Find the line containing "In this exercise you will pick out the concrete" in the material below; copy that line and all following lines exactly.

- Location identification items:
—————
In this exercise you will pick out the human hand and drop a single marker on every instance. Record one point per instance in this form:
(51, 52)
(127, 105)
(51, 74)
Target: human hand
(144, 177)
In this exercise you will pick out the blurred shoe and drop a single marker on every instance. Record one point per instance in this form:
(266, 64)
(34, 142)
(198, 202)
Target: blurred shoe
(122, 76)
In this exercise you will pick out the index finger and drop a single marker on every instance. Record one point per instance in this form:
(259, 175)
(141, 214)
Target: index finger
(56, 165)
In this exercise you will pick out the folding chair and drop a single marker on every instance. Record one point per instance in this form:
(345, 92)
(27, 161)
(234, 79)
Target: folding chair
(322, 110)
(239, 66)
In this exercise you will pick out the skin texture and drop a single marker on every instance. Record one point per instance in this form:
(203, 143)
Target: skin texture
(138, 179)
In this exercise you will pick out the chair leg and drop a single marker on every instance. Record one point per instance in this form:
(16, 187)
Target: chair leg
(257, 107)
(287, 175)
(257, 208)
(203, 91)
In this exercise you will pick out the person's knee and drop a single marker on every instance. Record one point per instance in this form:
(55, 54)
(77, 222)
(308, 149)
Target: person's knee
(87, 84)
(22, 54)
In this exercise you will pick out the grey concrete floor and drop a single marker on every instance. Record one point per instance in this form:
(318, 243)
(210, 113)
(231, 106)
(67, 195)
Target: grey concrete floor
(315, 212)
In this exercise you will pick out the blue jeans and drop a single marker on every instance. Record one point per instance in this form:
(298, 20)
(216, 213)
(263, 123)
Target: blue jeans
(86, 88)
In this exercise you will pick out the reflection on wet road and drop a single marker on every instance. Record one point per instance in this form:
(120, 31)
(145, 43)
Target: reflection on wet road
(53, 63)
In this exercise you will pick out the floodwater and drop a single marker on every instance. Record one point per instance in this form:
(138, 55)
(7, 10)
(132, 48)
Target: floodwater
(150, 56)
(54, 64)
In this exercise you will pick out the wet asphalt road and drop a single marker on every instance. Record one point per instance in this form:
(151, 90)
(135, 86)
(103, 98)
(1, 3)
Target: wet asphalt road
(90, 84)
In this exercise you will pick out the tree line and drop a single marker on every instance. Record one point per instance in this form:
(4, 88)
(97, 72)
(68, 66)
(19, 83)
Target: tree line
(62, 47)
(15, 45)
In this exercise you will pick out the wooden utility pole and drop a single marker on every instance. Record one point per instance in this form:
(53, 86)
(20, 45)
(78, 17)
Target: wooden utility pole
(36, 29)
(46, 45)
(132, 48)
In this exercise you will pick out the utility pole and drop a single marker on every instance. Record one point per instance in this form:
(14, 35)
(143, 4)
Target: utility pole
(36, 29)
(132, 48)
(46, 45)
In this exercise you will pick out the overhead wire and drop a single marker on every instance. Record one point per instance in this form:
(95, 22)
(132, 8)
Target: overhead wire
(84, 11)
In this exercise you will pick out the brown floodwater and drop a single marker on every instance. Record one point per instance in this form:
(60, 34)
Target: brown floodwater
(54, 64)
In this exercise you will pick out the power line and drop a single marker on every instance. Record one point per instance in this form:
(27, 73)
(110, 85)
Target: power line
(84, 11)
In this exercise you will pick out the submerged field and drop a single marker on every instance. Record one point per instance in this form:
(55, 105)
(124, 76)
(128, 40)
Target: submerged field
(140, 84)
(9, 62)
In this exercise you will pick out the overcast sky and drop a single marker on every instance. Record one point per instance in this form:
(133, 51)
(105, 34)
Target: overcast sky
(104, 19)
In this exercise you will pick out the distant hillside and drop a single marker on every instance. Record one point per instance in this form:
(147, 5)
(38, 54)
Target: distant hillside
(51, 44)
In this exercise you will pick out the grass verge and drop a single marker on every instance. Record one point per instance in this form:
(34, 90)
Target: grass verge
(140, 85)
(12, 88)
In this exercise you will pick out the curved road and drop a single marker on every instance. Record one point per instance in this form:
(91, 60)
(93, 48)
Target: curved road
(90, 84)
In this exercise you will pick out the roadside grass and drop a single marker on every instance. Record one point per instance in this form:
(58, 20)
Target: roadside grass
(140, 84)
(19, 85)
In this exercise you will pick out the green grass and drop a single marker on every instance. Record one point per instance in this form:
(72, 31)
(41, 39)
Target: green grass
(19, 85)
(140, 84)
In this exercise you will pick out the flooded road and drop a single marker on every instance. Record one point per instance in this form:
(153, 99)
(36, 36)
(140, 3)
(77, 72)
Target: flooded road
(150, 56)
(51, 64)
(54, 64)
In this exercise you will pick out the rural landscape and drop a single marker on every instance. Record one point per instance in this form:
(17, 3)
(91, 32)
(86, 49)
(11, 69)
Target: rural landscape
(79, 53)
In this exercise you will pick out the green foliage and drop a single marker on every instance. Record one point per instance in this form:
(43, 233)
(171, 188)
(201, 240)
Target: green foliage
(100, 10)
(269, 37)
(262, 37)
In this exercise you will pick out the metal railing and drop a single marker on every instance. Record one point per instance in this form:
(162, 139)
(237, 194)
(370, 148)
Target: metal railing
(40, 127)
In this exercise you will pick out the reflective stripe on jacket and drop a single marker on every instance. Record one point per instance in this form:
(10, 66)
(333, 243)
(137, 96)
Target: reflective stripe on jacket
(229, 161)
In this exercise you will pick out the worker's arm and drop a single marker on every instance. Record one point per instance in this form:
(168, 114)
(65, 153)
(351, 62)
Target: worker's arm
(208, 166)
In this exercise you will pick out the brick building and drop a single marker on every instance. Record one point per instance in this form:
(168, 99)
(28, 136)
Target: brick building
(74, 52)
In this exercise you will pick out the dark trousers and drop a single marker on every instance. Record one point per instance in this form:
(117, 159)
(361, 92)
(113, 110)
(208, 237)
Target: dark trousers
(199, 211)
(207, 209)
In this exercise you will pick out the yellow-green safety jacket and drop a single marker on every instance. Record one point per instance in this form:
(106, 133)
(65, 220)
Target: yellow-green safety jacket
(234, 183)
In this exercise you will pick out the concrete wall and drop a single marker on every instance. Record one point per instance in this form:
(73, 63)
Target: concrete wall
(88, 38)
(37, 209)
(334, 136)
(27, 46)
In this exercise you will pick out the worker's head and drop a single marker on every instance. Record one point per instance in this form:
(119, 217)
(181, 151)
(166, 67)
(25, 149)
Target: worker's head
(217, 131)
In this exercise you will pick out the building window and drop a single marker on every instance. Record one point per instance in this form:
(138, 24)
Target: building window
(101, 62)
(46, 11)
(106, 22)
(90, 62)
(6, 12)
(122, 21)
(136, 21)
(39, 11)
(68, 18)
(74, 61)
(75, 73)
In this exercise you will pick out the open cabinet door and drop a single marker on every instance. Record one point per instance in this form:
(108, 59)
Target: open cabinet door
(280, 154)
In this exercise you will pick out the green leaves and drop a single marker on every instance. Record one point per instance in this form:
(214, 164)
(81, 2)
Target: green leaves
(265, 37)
—————
- ANSWER TO THIS PROBLEM:
In this exercise you will pick out the concrete wall and drop a single marker on every instance. Record one point per instance in this form:
(73, 63)
Target: concrete wall
(88, 38)
(37, 209)
(334, 136)
(27, 46)
In this exercise you will pick out the worker's head and drop a single marker on every instance. Record one point per instance in this form:
(119, 217)
(181, 151)
(166, 67)
(25, 149)
Target: worker's head
(217, 131)
In this exercise you will pick out the building window and drop a single marker on every instance. Record one point per instance in this form:
(138, 24)
Target: building window
(101, 62)
(46, 11)
(106, 22)
(90, 62)
(6, 12)
(122, 21)
(136, 21)
(39, 11)
(68, 18)
(74, 61)
(75, 73)
In this exercise you will pick out the open cabinet door and drop a single marker on every instance. Record one point per instance in this form:
(108, 59)
Target: open cabinet door
(280, 154)
In this exercise you will pick out the green leaves and drop a single marker on every instance. Record one point per instance in this form:
(214, 164)
(81, 2)
Target: green leaves
(265, 37)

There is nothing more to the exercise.